§ **The problem**
Carry on the "Matriculation" blog post below, about starting college, from the point after "learning something new is one of them."

§ **Source passage**
══════
Matriculation

As a recap, in case you've lost track on this blog, senior year of high school found me traveling northward on US 69 to reboot.

Come summer, I was ready to begin school at a state college, as it was then labeled, and probably still should be. Calling it a university didn't change what's beneath the veneer. Only in America...


Those were among the happiest days of my life. I was so goddamned excited to start college that I was practically wetting myself. It seemed the most natural thing in the world. I mean, after all, we're born with these empty skulls, and here's a filling station conveniently placed to remedy the situation. In short, I just wanted to learn, anything, no matter the area, so long as it was new and had never occupied my brain before. I longed to be in college forever, and still do. As I later told my students, once in harness, there are only three things in this world worth doing, and learning something new is one of them.
══════
§ **Provided data**
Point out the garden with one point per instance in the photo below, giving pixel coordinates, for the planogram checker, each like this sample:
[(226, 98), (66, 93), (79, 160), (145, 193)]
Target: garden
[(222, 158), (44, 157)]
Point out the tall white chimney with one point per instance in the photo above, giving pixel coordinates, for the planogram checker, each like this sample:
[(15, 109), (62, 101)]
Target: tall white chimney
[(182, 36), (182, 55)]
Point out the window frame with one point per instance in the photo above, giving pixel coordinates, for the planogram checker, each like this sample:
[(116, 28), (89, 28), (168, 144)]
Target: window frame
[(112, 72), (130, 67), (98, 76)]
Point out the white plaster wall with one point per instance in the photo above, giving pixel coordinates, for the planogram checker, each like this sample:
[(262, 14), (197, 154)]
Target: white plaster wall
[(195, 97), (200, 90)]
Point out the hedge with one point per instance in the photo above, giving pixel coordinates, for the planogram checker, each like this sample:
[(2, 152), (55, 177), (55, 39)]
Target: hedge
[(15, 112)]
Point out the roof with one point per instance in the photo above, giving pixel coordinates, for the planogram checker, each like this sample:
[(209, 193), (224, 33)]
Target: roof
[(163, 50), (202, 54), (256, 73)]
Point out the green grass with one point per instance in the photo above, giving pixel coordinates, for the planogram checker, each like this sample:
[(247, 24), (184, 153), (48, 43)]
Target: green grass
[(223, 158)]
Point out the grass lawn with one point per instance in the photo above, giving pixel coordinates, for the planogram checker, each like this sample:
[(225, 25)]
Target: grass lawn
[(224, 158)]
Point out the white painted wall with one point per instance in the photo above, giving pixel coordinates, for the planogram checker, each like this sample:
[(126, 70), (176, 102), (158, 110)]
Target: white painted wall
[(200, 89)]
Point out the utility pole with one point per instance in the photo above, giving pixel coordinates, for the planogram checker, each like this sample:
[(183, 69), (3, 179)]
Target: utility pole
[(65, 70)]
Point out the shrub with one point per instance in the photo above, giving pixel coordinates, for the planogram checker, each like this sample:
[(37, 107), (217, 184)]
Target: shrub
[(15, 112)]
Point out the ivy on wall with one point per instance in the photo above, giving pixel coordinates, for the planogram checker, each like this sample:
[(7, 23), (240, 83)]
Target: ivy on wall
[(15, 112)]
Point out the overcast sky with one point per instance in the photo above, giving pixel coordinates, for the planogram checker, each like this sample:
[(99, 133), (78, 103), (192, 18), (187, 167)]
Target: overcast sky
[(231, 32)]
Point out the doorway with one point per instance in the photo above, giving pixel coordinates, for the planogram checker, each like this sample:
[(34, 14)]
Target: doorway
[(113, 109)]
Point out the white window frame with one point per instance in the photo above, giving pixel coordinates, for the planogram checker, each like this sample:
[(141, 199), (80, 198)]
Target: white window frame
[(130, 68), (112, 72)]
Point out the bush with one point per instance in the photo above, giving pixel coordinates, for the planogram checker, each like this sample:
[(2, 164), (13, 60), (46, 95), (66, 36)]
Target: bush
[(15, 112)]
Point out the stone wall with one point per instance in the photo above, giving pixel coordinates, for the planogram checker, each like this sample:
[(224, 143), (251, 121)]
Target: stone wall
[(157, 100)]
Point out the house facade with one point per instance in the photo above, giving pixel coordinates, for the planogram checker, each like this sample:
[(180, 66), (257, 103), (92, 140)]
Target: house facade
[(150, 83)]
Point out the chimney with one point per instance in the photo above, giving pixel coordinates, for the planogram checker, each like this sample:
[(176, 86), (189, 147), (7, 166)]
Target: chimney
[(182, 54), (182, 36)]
══════
§ **Result of this exercise**
Part of this is that I grew up just one block from the Iowa State University campus. And then my mother typed theses at home for the doctoral students round the clock. There was always a nonstop flow of turbans and saris to the house, accompanied by skins of all hues, brown, yellow, red, jet black, with the concomitant accents. I bet we had grad students from every point of the globe pass through our doors for the continual corrections on their theses. I literally grew up in a household surrounded by all manner of folks anxious to learn, anxious to succeed, believing in the Academy. It just seemed like the thing to do.

It is likely my parents were dismayed with where I had ended up for the inauguration of my academic career. My eldest brother took his Bachelor's at Princeton, then my sister at the University of Kansas, followed by my elder brother at Iowa State University, and here was I coldcocked at Potato State College as we referred to it, considered by many to be one of the more scrofulous of institutions. I once mentioned this exponential decay to my mother, late in her life, but she replied neither she nor Father were particularly concerned. To her mind, I would get a decent enough education at any school, because I knew how to shop. I wonder, is that really a compliment? As it turned out, quite by chance there were several excellent professors at Potato State in those days, and it was easy to find them; just look for the empty classrooms.


So high school was behind me and after a break of a week or two I was ready to start college. Man, poring over the catalog made me drool. I could take classes in just about
anything! So much to learn! For my first summer session, I decided upon two freshman survey classes, one in mathematics and the other in music literature.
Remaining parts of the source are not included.